**** 本文
好ましくは、前記第3解重合反応ユニットは、少なくとも1つの第3解重合反応器と少なくとも1つの第3循環タンクを含み、前記第2液相材料を前記第3解重合反応器で反応させ、反応後の液相材料を前記第3循環タンクに入れ、前記液相材料の分子量が10,000以下である場合、前記第3循環タンク内の液相材料を前記第3解重合反応器に循環させて、さらに反応させ、前記液相材料の分子量が10,000よりも大きくなる場合、前記第3循環タンク内の液相材料を排出する。
【0017】
本発明はまた、
第1解重合反応ユニットと、
第2解重合反応ユニットと、
第3解重合反応ユニットと、
前記第1解重合反応ユニット、前記第2解重合反応ユニット、及び前記第3解重合反応ユニットから気相粗ラクチドを収集して純化するための装置と、を含み、
乳酸オリゴマーと解重合触媒を前記第1解重合反応ユニットで反応し、
液相材料の分子量が6,000よりも高くなるまで、前記第1解重合反応ユニットからの液相材料及び任意のプロトン化溶媒を、第2解重合反応ユニットで循環して反応し、
液相材料の分子量が10,000よりも高くなるまで、前記第2解重合反応ユニットからの分子量6,000超の液相材料を、第3解重合反応ユニットで循環して反応する、ラクチドを段階的に制御しながら連続的に製造するシステムを提供する。
【0018】
[発明の効果]
従来技術と比較して、本発明の有益な効果は次の通りである。
【0019】
(1)多段直列解重合反応を採用し、かつこの反応を段階的に制御する。各段の解重合反応ユニットは、主に解重合反応器と循環タンクを含み、循環タンク内の乳酸オリゴマーの分子量に応じて調節することにより、効率的な解重合を実現し、ラクチドのラセミ化の程度及び基質のコークス化・炭化の可能性を低減させ、反応プロセス全体における乳酸オリゴマーの転化率とシステムの安定性を確保する。反応プロセス全体における乳酸オリゴマーの転化率は97.0%以上に達する。
【0020】
(2)各段階の解重合反応器において異なる操作パラメータ(反応温度、絶対圧力(真空度とも呼ばれる)、反応時間又はシングルパス反応の時間など)を設定することにより、解重合反応の各段階での乳酸オリゴマーの供給量、反応操作パラメータを安定的に制御することを確保し、各段階の解重合反応器の反応速度を速め、それにより全体の反応効率を向上させ、排出される粗ラクチドの品質と収率の安定性を確保し、解重合プロセス全体に亘って安定的な操作を確保する。単一循環解重合システムのプロセスと比較して、段階的な解重合プロセスは、解重合効率が30%向上する。
【0021】
(3)好ましい実施形態では、多段直列解重合反応ユニットを採用して段階的に制御することに加えて、プロトン化溶媒を使用することによって、ラクチド合成プロセスにおけるラセミ化の程度及び基質のコークス化・炭化の可能性をさらに低減させ、製品の品質を向上させることができる。3つの解重合反応ユニットで得られる粗ラクチド中のm-ラクチドの含有量を6.0%以内に制御することができる。釜式循環解重合反応器と比較して、ラクチドのラセミ化の程度が50%以上低減され、シングルパスワイプフィルム蒸発器や複数の解重合反応器を直列に接続するが段階的に制御しない場合と比較して、乳酸オリゴマーの転化率は10%以上向上する。
********
**** 提供データ
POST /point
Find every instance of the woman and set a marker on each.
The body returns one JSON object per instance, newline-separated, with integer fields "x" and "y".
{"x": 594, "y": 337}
********
* 作業内容 *
ラクチドの段階的な連続製造を扱った本文の続きを書き進めてください。 データは使わなくてかまいません。

* 想定解答 *
【0022】
[図面の簡単な説明]
[
図1]本発明に係るラクチドを段階的に制御しながら連続的に製造するシステムの特定の実施形態の構造模式図である。
【0023】
[発明を実施するための形態]
以下、本発明の特定実施形態について図面を参照しながら詳細に説明する。本明細書に記載された特定実施形態は、本発明を説明及び解釈するためにのみ使用され、本発明を限定するために使用されるものではないことが理解されるべきである。
【0024】
本発明の前記ラクチドを段階的に制御しながら連続的に製造する方法は、
乳酸オリゴマーと解重合触媒を第1解重合反応ユニットで反応させ、第1液相材料を得るステップ(1)と、
液相材料の分子量が6,000よりも大きくなるまで、前記第1液相材料を第2解重合反応ユニットで循環させて反応させ、第2液相材料を得るステップ(2)と、
液相材料の分子量が10,000よりも大きくなるまで、前記第2液相材料を第3解重合反応ユニットで循環させて反応させるステップ(3)と、
前記第1解重合反応ユニット、前記第2解重合反応ユニット、及び前記第3解重合反応ユニットから気相粗ラクチドを収集して純化するステップ(4)と、を含む。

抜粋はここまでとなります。